| Jouw opdracht |
Geef het aantal regels hieronder waarin de tekenreeks "yellow" voorkomt. Noem alleen dat getal.

| De regels |
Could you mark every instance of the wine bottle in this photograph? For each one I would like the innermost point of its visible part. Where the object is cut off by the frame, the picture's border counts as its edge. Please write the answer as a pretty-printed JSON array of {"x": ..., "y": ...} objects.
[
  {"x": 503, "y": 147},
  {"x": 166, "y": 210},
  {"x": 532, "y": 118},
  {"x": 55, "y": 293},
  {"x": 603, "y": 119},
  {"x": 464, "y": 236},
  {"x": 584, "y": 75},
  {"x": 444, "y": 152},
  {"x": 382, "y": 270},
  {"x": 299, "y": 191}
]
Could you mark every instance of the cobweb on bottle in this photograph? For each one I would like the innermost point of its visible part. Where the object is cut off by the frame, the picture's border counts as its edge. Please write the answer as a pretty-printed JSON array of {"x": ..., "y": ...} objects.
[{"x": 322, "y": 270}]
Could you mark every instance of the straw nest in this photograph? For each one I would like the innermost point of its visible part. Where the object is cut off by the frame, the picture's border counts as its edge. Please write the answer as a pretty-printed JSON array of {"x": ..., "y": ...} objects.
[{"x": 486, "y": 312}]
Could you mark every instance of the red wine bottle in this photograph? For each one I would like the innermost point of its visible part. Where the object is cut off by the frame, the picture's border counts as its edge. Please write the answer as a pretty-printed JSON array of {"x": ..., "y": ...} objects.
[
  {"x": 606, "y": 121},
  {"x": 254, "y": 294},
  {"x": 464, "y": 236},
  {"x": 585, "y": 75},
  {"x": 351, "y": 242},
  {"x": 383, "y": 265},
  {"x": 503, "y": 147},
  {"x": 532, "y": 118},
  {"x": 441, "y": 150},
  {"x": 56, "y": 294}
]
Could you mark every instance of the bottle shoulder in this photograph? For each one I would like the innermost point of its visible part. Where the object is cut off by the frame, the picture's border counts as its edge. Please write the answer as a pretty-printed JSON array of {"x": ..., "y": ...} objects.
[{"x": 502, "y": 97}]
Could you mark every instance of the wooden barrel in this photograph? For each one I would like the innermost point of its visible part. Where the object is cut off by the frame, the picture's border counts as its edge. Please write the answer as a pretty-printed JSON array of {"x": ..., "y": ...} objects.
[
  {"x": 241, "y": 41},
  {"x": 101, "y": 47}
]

==

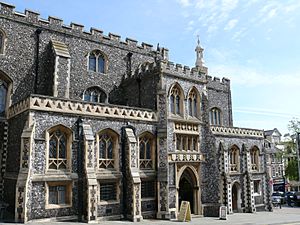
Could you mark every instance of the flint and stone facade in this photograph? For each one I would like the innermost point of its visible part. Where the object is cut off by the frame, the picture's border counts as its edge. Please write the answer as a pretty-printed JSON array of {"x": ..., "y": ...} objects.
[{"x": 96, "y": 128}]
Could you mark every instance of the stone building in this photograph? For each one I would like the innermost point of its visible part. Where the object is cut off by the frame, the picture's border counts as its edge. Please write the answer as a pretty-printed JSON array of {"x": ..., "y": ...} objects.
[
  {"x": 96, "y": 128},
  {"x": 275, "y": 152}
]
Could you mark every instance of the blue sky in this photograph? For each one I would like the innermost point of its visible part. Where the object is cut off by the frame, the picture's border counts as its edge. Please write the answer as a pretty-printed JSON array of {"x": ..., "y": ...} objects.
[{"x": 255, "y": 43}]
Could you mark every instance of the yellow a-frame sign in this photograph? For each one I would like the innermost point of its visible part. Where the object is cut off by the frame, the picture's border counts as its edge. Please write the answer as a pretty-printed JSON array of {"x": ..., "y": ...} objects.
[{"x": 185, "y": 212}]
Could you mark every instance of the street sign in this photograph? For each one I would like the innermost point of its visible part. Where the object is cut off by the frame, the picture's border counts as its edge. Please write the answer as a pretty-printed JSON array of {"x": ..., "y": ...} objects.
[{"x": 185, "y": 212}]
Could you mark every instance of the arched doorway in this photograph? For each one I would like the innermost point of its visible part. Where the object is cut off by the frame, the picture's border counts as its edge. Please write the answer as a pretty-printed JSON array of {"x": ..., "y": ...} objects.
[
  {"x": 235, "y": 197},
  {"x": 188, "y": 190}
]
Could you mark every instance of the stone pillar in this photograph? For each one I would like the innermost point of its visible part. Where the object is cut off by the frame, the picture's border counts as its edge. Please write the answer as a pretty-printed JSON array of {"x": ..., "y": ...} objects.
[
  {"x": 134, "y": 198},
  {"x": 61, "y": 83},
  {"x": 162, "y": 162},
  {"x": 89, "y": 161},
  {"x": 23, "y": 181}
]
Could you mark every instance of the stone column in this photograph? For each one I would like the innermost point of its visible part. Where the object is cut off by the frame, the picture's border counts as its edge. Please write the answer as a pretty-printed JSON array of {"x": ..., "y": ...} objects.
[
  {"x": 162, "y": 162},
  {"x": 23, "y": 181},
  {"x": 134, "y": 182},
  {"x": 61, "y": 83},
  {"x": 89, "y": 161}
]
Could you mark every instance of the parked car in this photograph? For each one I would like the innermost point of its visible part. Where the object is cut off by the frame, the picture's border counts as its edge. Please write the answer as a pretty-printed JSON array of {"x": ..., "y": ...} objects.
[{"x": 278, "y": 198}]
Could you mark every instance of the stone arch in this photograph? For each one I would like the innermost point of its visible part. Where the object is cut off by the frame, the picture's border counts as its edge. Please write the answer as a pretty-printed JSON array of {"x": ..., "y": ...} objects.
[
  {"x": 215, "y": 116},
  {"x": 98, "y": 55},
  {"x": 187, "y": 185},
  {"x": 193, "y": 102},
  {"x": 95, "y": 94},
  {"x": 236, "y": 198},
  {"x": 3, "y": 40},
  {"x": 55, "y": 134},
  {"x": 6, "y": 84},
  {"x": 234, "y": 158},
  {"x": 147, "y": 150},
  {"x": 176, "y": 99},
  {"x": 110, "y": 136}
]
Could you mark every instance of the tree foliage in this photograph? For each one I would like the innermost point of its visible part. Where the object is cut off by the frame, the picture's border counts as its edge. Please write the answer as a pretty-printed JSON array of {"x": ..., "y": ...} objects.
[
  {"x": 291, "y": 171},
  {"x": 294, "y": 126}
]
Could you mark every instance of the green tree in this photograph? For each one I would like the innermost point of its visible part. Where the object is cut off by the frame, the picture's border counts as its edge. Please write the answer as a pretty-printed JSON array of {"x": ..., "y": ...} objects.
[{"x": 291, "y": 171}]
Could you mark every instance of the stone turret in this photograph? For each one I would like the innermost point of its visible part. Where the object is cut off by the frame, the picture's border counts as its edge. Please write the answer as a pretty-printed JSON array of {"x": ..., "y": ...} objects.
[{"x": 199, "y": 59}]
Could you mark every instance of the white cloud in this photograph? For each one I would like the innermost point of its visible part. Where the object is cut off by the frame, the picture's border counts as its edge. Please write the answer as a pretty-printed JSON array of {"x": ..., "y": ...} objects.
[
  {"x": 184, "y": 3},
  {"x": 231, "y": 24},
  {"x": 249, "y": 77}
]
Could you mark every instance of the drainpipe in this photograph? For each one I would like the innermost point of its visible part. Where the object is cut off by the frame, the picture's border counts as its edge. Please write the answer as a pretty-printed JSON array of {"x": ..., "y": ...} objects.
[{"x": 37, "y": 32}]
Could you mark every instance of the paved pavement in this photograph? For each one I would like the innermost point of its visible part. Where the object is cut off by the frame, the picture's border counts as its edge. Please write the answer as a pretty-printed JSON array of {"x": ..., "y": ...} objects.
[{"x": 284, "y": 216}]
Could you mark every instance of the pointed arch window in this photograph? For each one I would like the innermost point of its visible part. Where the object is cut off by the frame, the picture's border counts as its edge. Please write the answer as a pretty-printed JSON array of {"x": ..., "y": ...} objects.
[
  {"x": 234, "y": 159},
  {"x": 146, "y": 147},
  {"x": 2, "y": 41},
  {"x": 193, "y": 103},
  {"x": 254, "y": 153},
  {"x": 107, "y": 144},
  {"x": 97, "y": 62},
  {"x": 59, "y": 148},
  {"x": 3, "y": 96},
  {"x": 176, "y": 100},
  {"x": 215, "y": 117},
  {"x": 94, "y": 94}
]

| Oplossing |
1